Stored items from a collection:
# # # # #

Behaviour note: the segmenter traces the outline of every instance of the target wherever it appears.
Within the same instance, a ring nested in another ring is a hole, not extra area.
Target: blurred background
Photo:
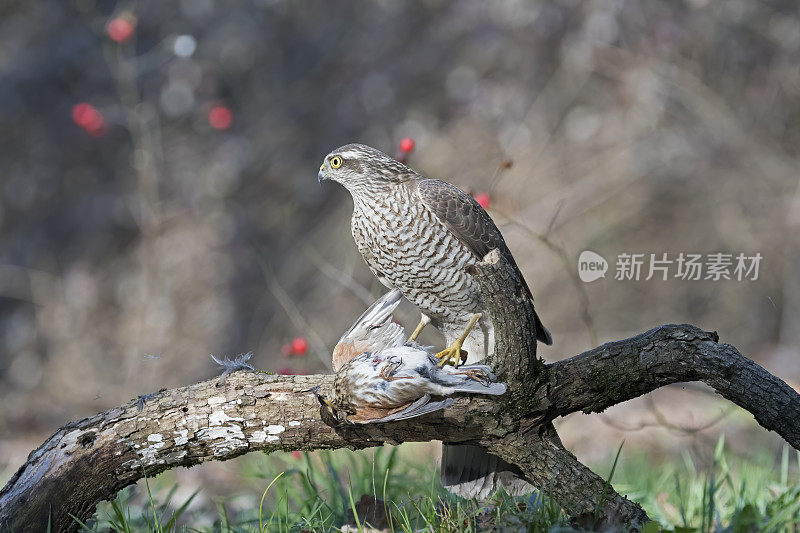
[[[327,372],[383,292],[349,195],[316,180],[348,142],[409,137],[410,166],[481,195],[546,360],[689,322],[797,387],[798,58],[792,0],[5,0],[0,482],[71,419],[212,377],[209,354]],[[578,279],[584,250],[605,278]],[[756,280],[614,279],[621,253],[680,252],[763,259]],[[590,462],[623,439],[782,446],[695,385],[558,425]]]

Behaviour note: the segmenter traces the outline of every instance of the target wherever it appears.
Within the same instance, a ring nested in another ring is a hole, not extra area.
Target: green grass
[[[218,500],[216,508],[192,505],[197,493],[173,501],[177,486],[167,473],[122,491],[83,529],[334,532],[349,523],[358,531],[373,525],[396,532],[574,530],[544,495],[497,495],[487,506],[448,495],[432,463],[419,458],[419,449],[324,451],[299,459],[252,454],[240,462],[238,475],[245,486],[259,488]],[[612,456],[595,470],[612,472],[614,488],[658,522],[647,527],[648,533],[659,527],[733,533],[800,528],[800,454],[788,448],[777,462],[746,460],[726,454],[721,439],[705,464],[688,453],[664,464],[652,464],[643,455],[626,457],[624,450],[618,459]],[[369,502],[371,509],[365,508]]]

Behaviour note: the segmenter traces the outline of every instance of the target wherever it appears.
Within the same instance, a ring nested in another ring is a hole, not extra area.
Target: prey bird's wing
[[[417,194],[423,205],[430,209],[479,261],[495,248],[498,249],[508,264],[517,271],[532,302],[531,290],[489,213],[472,196],[446,181],[420,179],[416,184]],[[536,315],[536,337],[545,344],[553,343],[550,332],[544,327],[538,315]]]
[[[425,396],[415,401],[402,411],[392,413],[388,416],[384,416],[383,418],[372,419],[369,421],[369,423],[372,424],[375,422],[392,422],[396,420],[406,420],[409,418],[415,418],[417,416],[422,416],[428,413],[432,413],[434,411],[438,411],[439,409],[444,409],[445,407],[452,405],[454,401],[455,400],[453,398],[445,398],[444,400],[432,402],[430,394],[426,394]]]
[[[350,326],[333,349],[333,370],[364,352],[380,352],[402,346],[406,333],[403,326],[392,322],[392,313],[400,305],[402,295],[393,289],[369,306]]]

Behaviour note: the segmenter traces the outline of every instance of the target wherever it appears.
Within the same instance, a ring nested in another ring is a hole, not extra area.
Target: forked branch
[[[74,531],[102,500],[144,475],[224,461],[250,451],[365,448],[428,441],[478,443],[520,467],[573,516],[600,511],[606,523],[640,527],[647,515],[607,488],[562,446],[551,425],[597,412],[669,383],[703,381],[765,428],[800,446],[800,395],[694,326],[662,326],[545,365],[536,359],[529,303],[499,254],[474,274],[496,330],[492,364],[509,383],[498,401],[460,398],[440,413],[388,424],[335,426],[312,389],[332,378],[237,372],[162,391],[60,428],[0,490],[0,531]]]

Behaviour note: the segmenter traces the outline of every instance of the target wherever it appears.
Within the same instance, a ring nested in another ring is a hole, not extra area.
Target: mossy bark
[[[800,449],[800,395],[779,378],[720,344],[716,333],[669,325],[545,365],[536,357],[533,308],[499,254],[474,275],[493,322],[492,364],[509,384],[498,399],[460,398],[411,421],[337,426],[313,389],[325,395],[332,376],[237,372],[162,391],[140,410],[132,401],[71,422],[31,452],[0,490],[0,531],[75,531],[98,502],[144,475],[224,461],[250,451],[365,448],[443,440],[480,444],[520,467],[572,516],[599,509],[605,524],[637,529],[647,515],[605,487],[564,449],[551,421],[598,412],[658,387],[703,381],[749,410],[765,428]],[[603,496],[605,492],[605,497]]]

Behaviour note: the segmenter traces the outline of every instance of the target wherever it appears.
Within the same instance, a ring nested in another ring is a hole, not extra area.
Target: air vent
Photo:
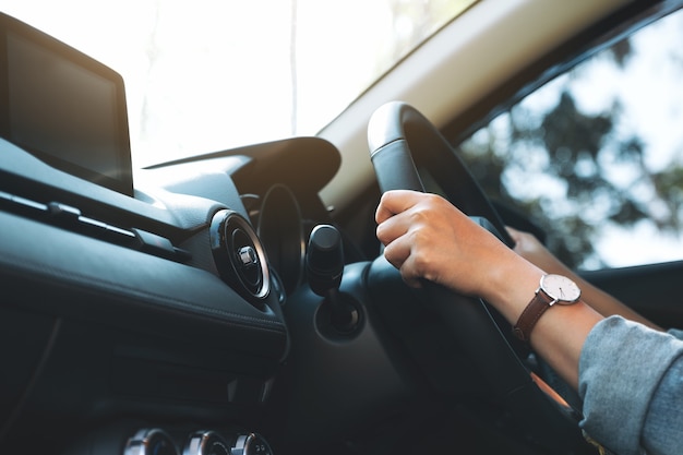
[[[267,260],[256,232],[239,213],[223,209],[211,221],[211,248],[224,282],[257,307],[268,296]]]

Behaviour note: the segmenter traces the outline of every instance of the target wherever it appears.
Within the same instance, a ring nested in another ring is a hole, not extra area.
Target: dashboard
[[[120,77],[0,24],[0,452],[269,453],[254,427],[338,152],[283,140],[133,182]]]

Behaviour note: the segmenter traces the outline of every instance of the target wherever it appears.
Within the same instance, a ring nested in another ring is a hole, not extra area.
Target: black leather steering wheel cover
[[[507,246],[514,244],[467,167],[417,109],[402,101],[380,107],[370,119],[368,143],[382,192],[424,191],[417,163],[432,173],[454,205],[469,216],[486,218],[500,230],[501,240]],[[373,267],[386,268],[378,265],[383,260],[375,260]],[[373,276],[371,273],[369,279]],[[500,318],[496,322],[481,299],[457,295],[433,283],[426,283],[424,292],[424,303],[443,319],[494,396],[525,421],[525,427],[534,430],[539,442],[549,447],[586,450],[576,426],[577,415],[559,408],[534,383],[530,372],[501,332]]]
[[[374,168],[381,169],[375,173],[382,192],[424,191],[417,164],[429,170],[451,203],[469,216],[488,219],[503,242],[514,246],[503,220],[467,166],[417,109],[400,101],[380,107],[370,119],[368,144]]]

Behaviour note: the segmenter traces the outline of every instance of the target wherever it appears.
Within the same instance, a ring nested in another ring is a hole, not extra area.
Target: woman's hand
[[[504,274],[515,263],[526,263],[435,194],[388,191],[382,196],[375,220],[384,256],[411,286],[428,279],[488,299],[498,279],[505,279]]]

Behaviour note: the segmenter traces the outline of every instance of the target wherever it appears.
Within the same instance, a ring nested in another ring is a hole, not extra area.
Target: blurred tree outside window
[[[683,11],[543,85],[459,144],[565,263],[683,259]]]

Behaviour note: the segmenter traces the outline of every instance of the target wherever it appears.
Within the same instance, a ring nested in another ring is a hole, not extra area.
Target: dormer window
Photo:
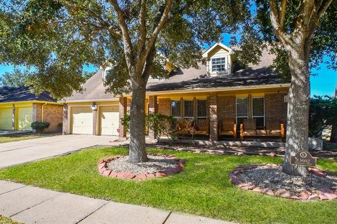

# # # # #

Written problem: List every line of the items above that contains the string "window".

Solution to this exercise:
Target: blurred tree outside window
Target: dormer window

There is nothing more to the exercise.